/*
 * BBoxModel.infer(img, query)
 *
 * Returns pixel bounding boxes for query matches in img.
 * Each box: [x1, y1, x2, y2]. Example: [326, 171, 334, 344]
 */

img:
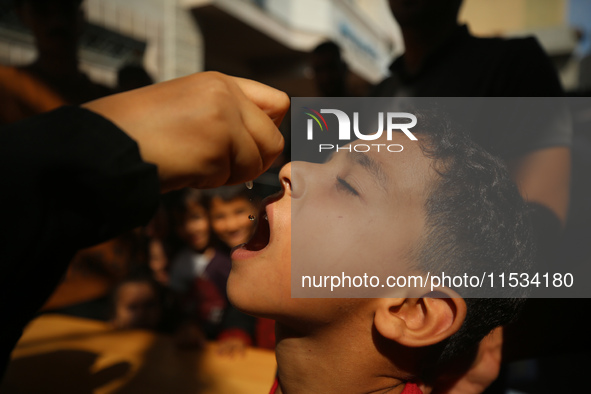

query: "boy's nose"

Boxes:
[279, 163, 303, 198]
[279, 161, 318, 198]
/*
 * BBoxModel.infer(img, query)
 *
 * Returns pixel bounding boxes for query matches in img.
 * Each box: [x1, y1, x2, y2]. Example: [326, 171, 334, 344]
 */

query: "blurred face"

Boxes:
[228, 133, 435, 325]
[210, 197, 257, 248]
[113, 282, 161, 329]
[180, 202, 210, 252]
[18, 0, 83, 55]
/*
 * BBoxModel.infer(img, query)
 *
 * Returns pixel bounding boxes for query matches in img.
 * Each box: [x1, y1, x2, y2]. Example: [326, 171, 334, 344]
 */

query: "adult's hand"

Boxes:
[83, 72, 289, 192]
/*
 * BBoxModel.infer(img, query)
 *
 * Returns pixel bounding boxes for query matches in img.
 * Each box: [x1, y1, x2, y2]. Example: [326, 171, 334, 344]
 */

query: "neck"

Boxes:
[275, 323, 404, 394]
[401, 18, 458, 74]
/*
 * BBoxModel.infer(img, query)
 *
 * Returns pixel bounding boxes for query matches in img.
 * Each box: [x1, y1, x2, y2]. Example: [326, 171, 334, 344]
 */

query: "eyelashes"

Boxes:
[336, 176, 359, 197]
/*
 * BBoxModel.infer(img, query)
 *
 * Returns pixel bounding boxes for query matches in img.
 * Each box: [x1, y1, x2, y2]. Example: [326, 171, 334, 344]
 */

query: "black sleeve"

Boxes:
[0, 107, 159, 376]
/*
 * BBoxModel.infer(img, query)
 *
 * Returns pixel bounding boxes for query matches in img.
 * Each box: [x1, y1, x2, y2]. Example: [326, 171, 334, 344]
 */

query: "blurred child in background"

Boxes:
[208, 184, 275, 352]
[169, 189, 254, 355]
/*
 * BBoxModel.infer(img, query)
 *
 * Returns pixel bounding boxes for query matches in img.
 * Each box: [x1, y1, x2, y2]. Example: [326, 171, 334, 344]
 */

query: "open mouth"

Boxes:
[244, 192, 283, 251]
[244, 204, 271, 251]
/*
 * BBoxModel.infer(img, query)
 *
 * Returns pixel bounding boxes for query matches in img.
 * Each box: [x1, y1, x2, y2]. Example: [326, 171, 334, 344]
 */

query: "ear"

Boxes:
[374, 289, 466, 347]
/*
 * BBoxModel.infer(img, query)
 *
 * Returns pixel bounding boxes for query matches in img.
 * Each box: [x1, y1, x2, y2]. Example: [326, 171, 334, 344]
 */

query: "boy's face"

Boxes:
[228, 133, 436, 322]
[180, 202, 210, 252]
[210, 197, 257, 248]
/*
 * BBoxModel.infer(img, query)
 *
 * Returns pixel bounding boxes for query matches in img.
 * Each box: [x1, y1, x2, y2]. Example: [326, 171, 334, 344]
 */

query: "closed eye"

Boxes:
[336, 176, 359, 196]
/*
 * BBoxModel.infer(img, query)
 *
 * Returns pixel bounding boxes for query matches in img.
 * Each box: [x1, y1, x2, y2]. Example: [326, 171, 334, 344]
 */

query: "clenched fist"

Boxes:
[83, 72, 289, 192]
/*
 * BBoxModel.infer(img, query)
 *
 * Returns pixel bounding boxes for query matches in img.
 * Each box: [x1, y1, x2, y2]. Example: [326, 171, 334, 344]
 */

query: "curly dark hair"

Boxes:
[413, 111, 535, 363]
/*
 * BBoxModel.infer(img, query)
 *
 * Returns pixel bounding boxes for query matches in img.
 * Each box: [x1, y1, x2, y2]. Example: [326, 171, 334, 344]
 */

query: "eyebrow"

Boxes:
[346, 152, 389, 193]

> Exercise details: Reproduce all of the material above word for word, but leave out the pictures.

> Answer to the problem:
/*
 * BBoxModel.infer(img, query)
 *
 * Returns pixel bounding boxes for query matches in img.
 * Each box: [x1, y1, x2, y2]. Example: [326, 171, 334, 344]
 */

img:

query: "boy's nose"

Boxes:
[279, 163, 303, 198]
[279, 161, 318, 198]
/*
 * BBoxModel.infer(img, query)
 *
 * Returns pixel bounding boxes for query matches in img.
 * Each box: [x1, y1, x2, y2]. Example: [326, 171, 334, 344]
 */

query: "blurred face"

Boxes:
[228, 133, 435, 325]
[210, 197, 257, 248]
[113, 282, 161, 329]
[180, 202, 210, 252]
[18, 0, 83, 55]
/*
 * BBoxModel.infer(img, query)
 *
 * Returns pixel bounding boxes for query matches in img.
 * Each box: [x1, y1, x2, y2]. Example: [326, 171, 334, 344]
 */

query: "adult's hand"

Boxes:
[83, 72, 289, 192]
/*
 * BBoxModel.infer(img, query)
 *
 * Returns pixel bounding boxes for query matches in img.
 * Each box: [x1, y1, x2, y2]. Example: [326, 171, 334, 344]
 */

query: "neck"

Boxes:
[275, 323, 404, 394]
[401, 18, 458, 74]
/*
 * BBoxModel.infer(img, query)
 *
 * Returns pixel bounding boxes for query matches in img.
 * Each box: [x1, y1, x2, y2]. Example: [326, 171, 334, 344]
 */

query: "eyelashes"

Boxes:
[336, 176, 359, 197]
/*
 * BBoxModel.infer(img, query)
 *
 * Returns pixel bounding boxes for query matches in img.
 * Each box: [x1, y1, x2, y2]. Example: [326, 171, 334, 344]
 */

query: "black sleeve"

Boxes:
[0, 107, 159, 376]
/*
 * BBoxModel.infer(img, query)
 *
 * Returns pixel bounding boxes for query matches in img.
 * Each box: [x1, y1, x2, y2]. Example: [326, 171, 334, 344]
 */

query: "blurred child in background"

Boxes:
[208, 184, 275, 352]
[169, 189, 254, 355]
/*
 * BBoxModel.infer(img, query)
 *
 * Returns pixel bounding boxes for query matches in img.
 * Each box: [x1, y1, x2, y2]. Example: [326, 171, 334, 344]
 */

query: "open mouth"

Boxes:
[244, 192, 283, 251]
[244, 204, 271, 251]
/*
 * BBoxModel.infer(img, query)
 *
 * Returns pixel bounding boxes for query matches in img.
 * Each box: [x1, y1, x2, y2]. Example: [326, 171, 334, 344]
 */

query: "ear"

Boxes:
[374, 289, 466, 347]
/*
 * BBoxModel.infer(img, query)
 *
 * Returns pixel bounding boxes for query matches in img.
 * Each box: [x1, y1, x2, y2]. Example: [326, 171, 334, 344]
 */

query: "boy's face"

Boxes:
[228, 133, 436, 322]
[180, 202, 210, 252]
[210, 197, 257, 248]
/*
 * BBoxModel.infer(img, query)
 *
 * Returns pixel bounding boxes for query matches in img.
 * Each box: [x1, y1, x2, y2]. Example: [326, 171, 334, 344]
 */

query: "closed eye"

Boxes:
[336, 176, 359, 196]
/*
 * BBoxModel.infer(img, query)
 *
 * Returns pixel bounding boxes for query matches in img.
 * Each box: [x1, y1, x2, y2]. Example: [326, 171, 334, 344]
 */

query: "clenched fist"

Boxes:
[83, 72, 289, 192]
/*
 * BBoxModel.infer(img, query)
 *
 * Returns pixel bounding boxes for query matches in img.
 * Each box: [x1, y1, x2, y2]. Example: [326, 171, 334, 344]
 */

query: "curly dark hair"

Boxes:
[413, 111, 535, 363]
/*
 * BBoxModel.infer(img, query)
 *
 * Returns pixel bounding boxes for query matches in img.
 * Each box: [x1, y1, x2, y2]. Example: [326, 171, 334, 344]
 */

query: "eyebrow"

Boxes:
[346, 152, 389, 193]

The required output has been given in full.